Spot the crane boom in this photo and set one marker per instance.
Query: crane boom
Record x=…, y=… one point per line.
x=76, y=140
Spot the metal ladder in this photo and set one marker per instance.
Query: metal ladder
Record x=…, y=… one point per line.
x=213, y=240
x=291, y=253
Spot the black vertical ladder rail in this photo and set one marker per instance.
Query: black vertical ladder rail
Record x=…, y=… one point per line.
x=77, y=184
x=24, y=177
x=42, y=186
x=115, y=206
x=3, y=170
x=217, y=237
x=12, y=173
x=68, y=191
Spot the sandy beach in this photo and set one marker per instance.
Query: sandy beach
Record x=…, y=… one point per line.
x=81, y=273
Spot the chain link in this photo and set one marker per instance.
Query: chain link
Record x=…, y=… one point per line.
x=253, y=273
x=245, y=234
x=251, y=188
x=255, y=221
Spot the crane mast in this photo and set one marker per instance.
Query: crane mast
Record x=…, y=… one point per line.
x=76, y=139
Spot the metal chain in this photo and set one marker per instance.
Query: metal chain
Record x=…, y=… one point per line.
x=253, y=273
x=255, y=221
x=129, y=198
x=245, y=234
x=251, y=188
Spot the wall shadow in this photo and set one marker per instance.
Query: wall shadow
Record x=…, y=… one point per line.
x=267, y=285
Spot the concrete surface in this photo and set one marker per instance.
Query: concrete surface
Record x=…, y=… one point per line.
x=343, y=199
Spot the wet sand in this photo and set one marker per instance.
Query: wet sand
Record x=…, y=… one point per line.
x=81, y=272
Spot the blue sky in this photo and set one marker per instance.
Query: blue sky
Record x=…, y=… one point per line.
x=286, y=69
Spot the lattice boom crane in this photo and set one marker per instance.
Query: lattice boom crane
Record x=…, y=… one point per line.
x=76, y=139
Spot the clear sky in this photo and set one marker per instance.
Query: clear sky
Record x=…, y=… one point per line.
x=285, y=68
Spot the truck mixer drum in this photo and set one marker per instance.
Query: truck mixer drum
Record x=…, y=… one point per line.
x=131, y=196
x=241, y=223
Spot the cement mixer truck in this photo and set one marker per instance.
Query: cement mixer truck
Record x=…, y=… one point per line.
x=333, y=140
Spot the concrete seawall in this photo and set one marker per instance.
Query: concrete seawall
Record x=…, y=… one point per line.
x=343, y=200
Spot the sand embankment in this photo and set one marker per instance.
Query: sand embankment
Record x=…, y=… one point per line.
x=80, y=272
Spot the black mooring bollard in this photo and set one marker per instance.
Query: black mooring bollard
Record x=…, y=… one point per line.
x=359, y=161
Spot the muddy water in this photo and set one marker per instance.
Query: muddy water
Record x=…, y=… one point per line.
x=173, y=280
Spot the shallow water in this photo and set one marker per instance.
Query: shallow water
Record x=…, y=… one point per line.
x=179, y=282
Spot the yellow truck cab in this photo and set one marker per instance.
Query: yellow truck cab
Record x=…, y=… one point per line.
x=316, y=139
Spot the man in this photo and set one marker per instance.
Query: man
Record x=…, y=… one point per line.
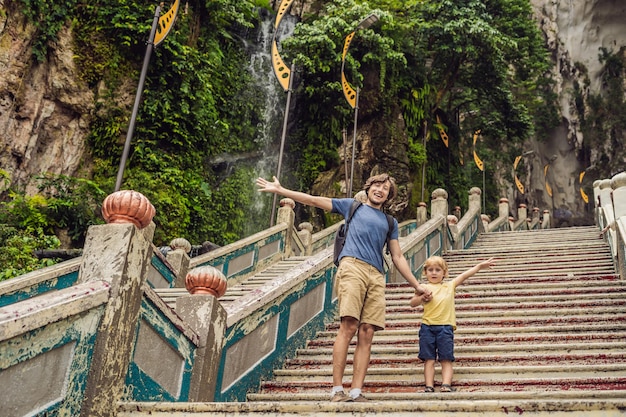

══════════

EXERCISE DETAILS
Please write out all the records above again, substituting "pin" for "marker" everywhere it appears and keeping everything else the same. Leave the pictures out of your answer.

IN RESPONSE
Spot the crane boom in this photo and set one pin per instance.
Query: crane boom
Record x=…, y=… one point per line.
x=76, y=140
Spot the metal ladder in this photo and set one pin per instance.
Query: metal ladder
Record x=…, y=… one point per line.
x=213, y=240
x=291, y=253
Spot the black vertical ladder rail in this photo and set one pin per instance.
Query: black vertical ladder rail
Record x=…, y=… one point per line.
x=77, y=184
x=24, y=177
x=42, y=186
x=115, y=206
x=3, y=170
x=217, y=237
x=12, y=173
x=68, y=191
Spot the sandy beach in this photo and set one pin per instance.
Query: sandy beach
Record x=…, y=… one point per line.
x=81, y=273
Spot the chain link in this photo and set one pin per instance.
Query: chain link
Record x=…, y=… one point per line.
x=253, y=273
x=245, y=234
x=251, y=188
x=255, y=221
Spot the crane mast in this photo and set one pin per instance.
Query: crane mast
Record x=…, y=… one point per line.
x=76, y=139
Spot the metal chain in this photo and set one pin per instance.
Query: metal chain
Record x=…, y=… one point per line.
x=253, y=273
x=255, y=221
x=129, y=198
x=245, y=234
x=251, y=188
Spot the wall shadow in this photo and set one pin per instance.
Query: wall shadow
Record x=…, y=… one point per line.
x=267, y=285
Spot the concrete surface in this photo and set one pin per instance.
Query: concrete surface
Record x=…, y=… one point per line.
x=343, y=199
Spot the wet sand in this photo and set one pin per instance.
Query: wet sand
Record x=…, y=… one point per line.
x=81, y=272
Spot the blue sky in this photo and set one pin per instance.
Query: blue sky
Record x=…, y=… one point per line.
x=286, y=69
Spot the lattice boom crane in this photo and set one pin per instance.
Query: lattice boom crane
Record x=…, y=… one point per line.
x=76, y=139
Spot the clear sky in this photo and set one pin per instance.
Query: clear sky
Record x=…, y=… one point per line.
x=285, y=68
Spot the truck mixer drum in this photo and set one pin per instance.
Query: truck mixer drum
Record x=…, y=… one point per line.
x=131, y=196
x=241, y=223
Spot the cement mixer truck in this photo and set one pin per instance.
Query: cement mixer truck
Record x=…, y=… one point per line.
x=333, y=140
Spot the concrete seawall in this photo and set one pin per instance.
Query: concrete seawall
Record x=…, y=… one point per line.
x=343, y=200
Spot the sand embankment in this photo and set one pin per instance.
Query: sand embankment
Record x=…, y=… one point per line.
x=80, y=272
Spot the black mooring bollard in this photo and set one pin per instance.
Query: black mooring bollard
Record x=…, y=… one point per line.
x=359, y=161
Spot the muddy water in this photo and set one pin per instance.
Query: muddy water
Record x=…, y=… one point per line.
x=173, y=280
Spot the shallow water in this photo and set one pin per instance.
Query: shallow water
Record x=…, y=… one point per line.
x=179, y=282
Spot the yellow truck cab in this photo and set one pin per instance.
Query: yellow truck cab
Record x=…, y=… one point per line.
x=316, y=139
Spot the man in this photo and set one pin per instance.
Query: man
Record x=…, y=… one point per line.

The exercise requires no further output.